= Aufgabenstellung =
Schreiben Sie aus dem Text zum Spoilereffekt den Abschnitt wortgetreu ab, der mit den Worten „Beispielsweise wurden die“ beginnt und mit „Wahlsieg zu ermöglichen.“ endet.

Als Spoilereffekt oder spoiler effect (englisch spoiler ‚Verderber‘) wird in der Politikwissenschaft der Effekt bezeichnet, dass ein Minderheitskandidat dem ihm (politisch) näherstehenden Kandidaten Stimmen entzieht und dadurch dem ihm ferner stehenden Kandidaten zum Sieg verhilft.

Der Effekt tritt vor allem bei einer Mehrheitswahl auf, da hier ein Kandidat auch dann gewinnen kann, wenn er weniger als 50 Prozent der Stimmen erhält. Seien A und A' zwei Kandidaten mit ähnlichem Programm, das von der Mehrheit der Wähler bevorzugt wird, und B ein Kandidat, der entgegengesetzte Ziele befürwortet. Wegen der Stimmen, die zwischen A und A' geteilt werden, kann B gewinnen, obwohl die Mehrheit der Wähler gegen ihn stimmt, wenn beispielsweise A 30 %, A' 30 % und B 40 % der Stimmen erhalten.

Beispielsweise wurden die Präsidentschaftswahlen in den USA in den Jahren 1912, 1992 und 2000 durch Kandidaten dritter Parteien beeinflusst. 1912 konnte Theodore Roosevelt sich bei der Nominierung der Republikaner nicht gegen den amtierenden Präsidenten William Howard Taft durchsetzen. Daraufhin trat er als Kandidat der neu gegründeten Progressive Party an. Bei der Wahl erhielt Roosevelt mehr Stimmen als Taft, jedoch gewann Woodrow Wilson von den Demokraten.

Bei der Wahl 1992 trat mit Ross Perot ein unabhängiger Kandidat an, der dem amtierenden Präsidenten George Bush genügend Stimmen abnahm, um dem demokratischen Kandidaten Bill Clinton mit nur 43 % der Wählerstimmen einen überwältigenden Wahlsieg zu ermöglichen.

Bei der Wahl 2000 erhielt der Kandidat der Demokraten, Al Gore, sogar etwa eine halbe Million mehr Stimmen als der Republikaner George W. Bush; durch die Kandidatur von Ralph Nader für die Grünen fehlten ihm aber die Mehrheit im Wahlmännergremium.

Ein ähnlicher Effekt ermöglichte es 1860 dem Republikaner Abraham Lincoln, sich gegen drei rivalisierende Kandidaten durchzusetzen, wobei jeder einzeln möglicherweise gegen ihn hätte gewinnen können.

= Daten =
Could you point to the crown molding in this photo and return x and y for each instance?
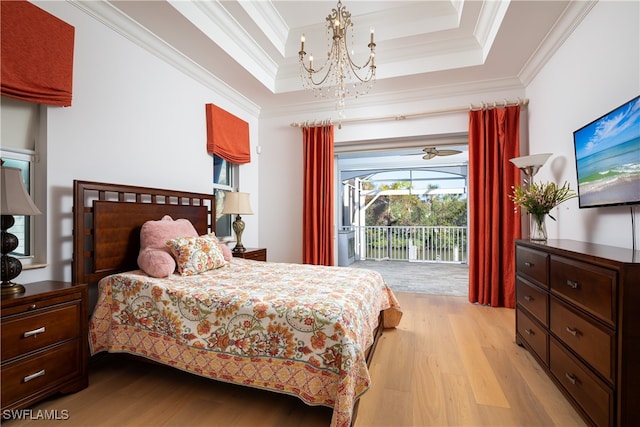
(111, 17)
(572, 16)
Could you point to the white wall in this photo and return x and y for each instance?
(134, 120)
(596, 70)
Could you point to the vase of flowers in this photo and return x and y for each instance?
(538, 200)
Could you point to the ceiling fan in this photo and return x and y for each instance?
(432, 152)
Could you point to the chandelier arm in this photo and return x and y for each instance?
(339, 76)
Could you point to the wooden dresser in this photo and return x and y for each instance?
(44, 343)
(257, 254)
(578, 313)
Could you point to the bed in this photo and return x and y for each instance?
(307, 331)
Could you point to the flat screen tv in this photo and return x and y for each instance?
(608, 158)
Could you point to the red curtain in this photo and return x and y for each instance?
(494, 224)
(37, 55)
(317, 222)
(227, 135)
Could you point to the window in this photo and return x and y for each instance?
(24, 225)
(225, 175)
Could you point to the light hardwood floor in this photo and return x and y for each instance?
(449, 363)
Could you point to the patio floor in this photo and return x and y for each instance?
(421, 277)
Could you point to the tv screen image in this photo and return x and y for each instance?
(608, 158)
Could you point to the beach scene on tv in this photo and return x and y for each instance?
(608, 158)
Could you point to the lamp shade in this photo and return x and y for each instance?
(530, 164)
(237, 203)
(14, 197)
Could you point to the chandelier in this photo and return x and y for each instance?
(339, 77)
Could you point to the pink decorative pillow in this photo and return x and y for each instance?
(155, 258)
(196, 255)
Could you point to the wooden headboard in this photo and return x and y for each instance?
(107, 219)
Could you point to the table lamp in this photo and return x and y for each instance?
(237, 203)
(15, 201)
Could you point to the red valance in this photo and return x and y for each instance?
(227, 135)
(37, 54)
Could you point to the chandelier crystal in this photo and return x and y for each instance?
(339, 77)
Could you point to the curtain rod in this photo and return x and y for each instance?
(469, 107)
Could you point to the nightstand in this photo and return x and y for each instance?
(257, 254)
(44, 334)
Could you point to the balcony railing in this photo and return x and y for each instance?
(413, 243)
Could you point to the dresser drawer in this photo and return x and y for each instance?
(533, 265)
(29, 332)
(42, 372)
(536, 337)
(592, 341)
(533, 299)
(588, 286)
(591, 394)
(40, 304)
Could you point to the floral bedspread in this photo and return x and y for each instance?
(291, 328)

...

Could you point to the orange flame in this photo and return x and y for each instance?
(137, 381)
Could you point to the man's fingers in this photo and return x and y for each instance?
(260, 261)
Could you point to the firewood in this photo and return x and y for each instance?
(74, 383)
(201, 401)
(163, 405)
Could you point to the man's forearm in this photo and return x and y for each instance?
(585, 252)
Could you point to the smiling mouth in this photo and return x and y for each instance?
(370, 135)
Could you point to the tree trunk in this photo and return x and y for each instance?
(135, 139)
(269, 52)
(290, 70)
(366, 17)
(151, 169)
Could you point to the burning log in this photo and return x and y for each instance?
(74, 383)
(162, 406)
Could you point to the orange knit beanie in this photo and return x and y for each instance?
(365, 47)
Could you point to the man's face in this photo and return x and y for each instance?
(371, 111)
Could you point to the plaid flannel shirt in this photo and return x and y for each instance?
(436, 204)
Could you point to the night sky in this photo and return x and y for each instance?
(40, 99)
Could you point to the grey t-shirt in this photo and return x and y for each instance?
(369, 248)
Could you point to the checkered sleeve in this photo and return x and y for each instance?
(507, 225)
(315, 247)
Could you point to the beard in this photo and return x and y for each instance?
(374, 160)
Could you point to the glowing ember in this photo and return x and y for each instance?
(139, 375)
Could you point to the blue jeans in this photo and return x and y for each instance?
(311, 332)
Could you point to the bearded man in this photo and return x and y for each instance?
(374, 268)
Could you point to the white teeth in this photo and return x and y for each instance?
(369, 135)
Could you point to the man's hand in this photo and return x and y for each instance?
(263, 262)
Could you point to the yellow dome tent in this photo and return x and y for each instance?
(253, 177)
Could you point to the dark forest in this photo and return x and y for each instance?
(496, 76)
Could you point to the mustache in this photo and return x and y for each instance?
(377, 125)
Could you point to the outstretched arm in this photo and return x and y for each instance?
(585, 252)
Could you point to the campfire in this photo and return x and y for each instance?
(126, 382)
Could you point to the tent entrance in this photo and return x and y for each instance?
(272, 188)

= Lösung =
Beispielsweise wurden die Präsidentschaftswahlen in den USA in den Jahren 1912, 1992 und 2000 durch Kandidaten dritter Parteien beeinflusst. 1912 konnte Theodore Roosevelt sich bei der Nominierung der Republikaner nicht gegen den amtierenden Präsidenten William Howard Taft durchsetzen. Daraufhin trat er als Kandidat der neu gegründeten Progressive Party an. Bei der Wahl erhielt Roosevelt mehr Stimmen als Taft, jedoch gewann Woodrow Wilson von den Demokraten.

Bei der Wahl 1992 trat mit Ross Perot ein unabhängiger Kandidat an, der dem amtierenden Präsidenten George Bush genügend Stimmen abnahm, um dem demokratischen Kandidaten Bill Clinton mit nur 43 % der Wählerstimmen einen überwältigenden Wahlsieg zu ermöglichen.